[Supplied information]
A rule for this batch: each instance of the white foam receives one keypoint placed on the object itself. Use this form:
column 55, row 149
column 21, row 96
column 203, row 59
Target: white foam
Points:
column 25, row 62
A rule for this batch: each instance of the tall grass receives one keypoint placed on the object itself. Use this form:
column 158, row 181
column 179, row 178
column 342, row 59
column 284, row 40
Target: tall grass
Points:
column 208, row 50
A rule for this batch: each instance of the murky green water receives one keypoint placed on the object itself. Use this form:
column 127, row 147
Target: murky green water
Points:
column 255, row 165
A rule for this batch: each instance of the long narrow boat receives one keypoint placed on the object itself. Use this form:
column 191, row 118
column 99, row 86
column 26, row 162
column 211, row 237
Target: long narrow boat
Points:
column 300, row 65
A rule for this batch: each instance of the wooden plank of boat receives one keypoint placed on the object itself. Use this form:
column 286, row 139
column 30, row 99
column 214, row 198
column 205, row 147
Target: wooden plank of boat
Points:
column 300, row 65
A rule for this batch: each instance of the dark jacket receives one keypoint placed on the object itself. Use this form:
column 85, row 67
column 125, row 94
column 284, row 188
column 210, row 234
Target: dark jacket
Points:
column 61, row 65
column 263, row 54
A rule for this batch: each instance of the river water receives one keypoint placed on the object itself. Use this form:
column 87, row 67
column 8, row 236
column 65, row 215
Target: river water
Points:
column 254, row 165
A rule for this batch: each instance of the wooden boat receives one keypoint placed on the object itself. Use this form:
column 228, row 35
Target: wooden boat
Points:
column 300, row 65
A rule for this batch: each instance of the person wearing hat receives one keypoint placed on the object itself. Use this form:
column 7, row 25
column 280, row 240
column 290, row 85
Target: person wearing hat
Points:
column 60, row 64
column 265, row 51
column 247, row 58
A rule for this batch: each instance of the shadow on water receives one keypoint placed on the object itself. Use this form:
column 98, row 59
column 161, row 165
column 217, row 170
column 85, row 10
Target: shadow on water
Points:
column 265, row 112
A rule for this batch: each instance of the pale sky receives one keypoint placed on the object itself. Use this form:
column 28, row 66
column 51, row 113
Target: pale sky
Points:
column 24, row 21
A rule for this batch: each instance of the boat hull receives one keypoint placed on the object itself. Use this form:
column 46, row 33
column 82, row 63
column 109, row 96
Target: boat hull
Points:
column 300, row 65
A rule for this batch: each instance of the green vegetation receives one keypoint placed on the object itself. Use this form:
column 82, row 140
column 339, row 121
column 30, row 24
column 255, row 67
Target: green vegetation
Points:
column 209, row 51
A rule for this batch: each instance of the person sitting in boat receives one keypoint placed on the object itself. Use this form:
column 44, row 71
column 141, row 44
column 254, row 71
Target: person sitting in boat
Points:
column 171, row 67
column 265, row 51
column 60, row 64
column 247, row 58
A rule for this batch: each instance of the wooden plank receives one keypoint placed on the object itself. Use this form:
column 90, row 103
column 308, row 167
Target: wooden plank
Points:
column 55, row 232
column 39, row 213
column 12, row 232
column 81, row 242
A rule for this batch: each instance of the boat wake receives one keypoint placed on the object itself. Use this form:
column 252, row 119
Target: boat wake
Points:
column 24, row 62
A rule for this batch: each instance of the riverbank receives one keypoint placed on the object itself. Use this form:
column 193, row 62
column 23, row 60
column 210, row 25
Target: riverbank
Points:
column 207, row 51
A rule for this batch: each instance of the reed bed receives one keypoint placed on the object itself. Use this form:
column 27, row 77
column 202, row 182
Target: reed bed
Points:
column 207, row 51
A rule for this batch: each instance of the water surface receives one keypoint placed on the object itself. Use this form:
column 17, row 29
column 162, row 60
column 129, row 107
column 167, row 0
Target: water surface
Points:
[/Supplied information]
▶ [Task brief]:
All lines from the one containing "column 193, row 62" to the last line above should be reproduced exactly, and no other lines should be given.

▶ [Result of this task]:
column 193, row 62
column 23, row 60
column 210, row 25
Target: riverbank
Points:
column 207, row 51
A rule for this batch: each instance of the reed bed receives one keypoint placed on the object itself. Use this form:
column 27, row 77
column 202, row 182
Target: reed bed
Points:
column 207, row 51
A rule for this batch: each instance of the water surface receives one keypoint placed on the object itself. Use this form:
column 17, row 29
column 162, row 60
column 129, row 107
column 167, row 0
Target: water surface
Points:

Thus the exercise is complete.